- Data rows
[BEGIN]
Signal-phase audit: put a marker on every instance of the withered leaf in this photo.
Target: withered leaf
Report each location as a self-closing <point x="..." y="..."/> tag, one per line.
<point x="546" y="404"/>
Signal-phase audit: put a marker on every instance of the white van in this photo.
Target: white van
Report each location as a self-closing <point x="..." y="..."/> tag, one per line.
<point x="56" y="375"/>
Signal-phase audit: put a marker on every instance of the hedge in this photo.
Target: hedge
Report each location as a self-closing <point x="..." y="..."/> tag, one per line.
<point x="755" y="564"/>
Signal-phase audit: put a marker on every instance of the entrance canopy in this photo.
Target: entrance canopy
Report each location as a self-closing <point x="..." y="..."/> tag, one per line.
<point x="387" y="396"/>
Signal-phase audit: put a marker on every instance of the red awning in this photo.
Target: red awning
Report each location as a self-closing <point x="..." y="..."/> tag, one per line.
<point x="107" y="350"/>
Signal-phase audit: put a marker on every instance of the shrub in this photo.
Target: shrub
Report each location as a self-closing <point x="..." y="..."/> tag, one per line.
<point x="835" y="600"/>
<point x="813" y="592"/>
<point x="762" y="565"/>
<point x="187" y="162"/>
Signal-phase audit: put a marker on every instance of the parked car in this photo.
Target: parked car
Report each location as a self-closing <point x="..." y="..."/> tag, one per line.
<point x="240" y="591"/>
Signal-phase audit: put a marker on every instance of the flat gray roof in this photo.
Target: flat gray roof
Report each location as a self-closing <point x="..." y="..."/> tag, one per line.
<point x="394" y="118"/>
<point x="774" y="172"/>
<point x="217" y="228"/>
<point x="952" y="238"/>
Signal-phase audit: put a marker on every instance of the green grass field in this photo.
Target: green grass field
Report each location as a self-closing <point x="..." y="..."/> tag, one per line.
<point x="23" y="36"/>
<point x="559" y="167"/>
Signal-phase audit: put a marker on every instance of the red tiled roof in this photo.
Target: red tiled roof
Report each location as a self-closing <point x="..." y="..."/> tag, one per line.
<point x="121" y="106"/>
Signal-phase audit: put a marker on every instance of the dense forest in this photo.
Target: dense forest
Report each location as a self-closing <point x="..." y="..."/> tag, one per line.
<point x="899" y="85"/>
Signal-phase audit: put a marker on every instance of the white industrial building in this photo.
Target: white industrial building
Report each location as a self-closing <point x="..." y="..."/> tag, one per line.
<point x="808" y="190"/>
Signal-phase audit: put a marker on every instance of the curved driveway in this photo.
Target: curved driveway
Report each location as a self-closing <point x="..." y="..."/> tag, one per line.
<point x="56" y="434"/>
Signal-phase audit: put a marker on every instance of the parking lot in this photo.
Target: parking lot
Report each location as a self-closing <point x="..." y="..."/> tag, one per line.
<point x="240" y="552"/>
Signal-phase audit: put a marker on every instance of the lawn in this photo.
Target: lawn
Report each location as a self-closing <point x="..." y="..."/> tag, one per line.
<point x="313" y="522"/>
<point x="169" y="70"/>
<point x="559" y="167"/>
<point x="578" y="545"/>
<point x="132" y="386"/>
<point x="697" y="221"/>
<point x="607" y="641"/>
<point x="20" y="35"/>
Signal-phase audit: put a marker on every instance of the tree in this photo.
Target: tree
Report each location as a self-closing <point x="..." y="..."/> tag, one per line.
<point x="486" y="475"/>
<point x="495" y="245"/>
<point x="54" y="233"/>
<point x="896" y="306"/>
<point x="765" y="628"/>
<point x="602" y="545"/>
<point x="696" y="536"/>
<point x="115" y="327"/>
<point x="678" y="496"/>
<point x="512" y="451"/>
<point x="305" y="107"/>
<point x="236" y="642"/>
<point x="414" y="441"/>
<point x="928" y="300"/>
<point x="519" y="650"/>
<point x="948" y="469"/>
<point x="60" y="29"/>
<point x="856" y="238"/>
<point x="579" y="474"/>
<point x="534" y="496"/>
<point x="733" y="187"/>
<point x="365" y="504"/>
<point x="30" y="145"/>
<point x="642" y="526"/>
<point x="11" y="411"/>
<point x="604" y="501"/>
[END]
- Exercise brief
Please pick out every line in the rows above that contains the word "roof" and copy each of those lines.

- Complete response
Signal-phase audit: put a marker on every instance of the flat gray roof in this photo.
Target: flat gray roof
Signal-phase audit: put a marker on every instance of the red tiled roof in this photo.
Target: red tiled roof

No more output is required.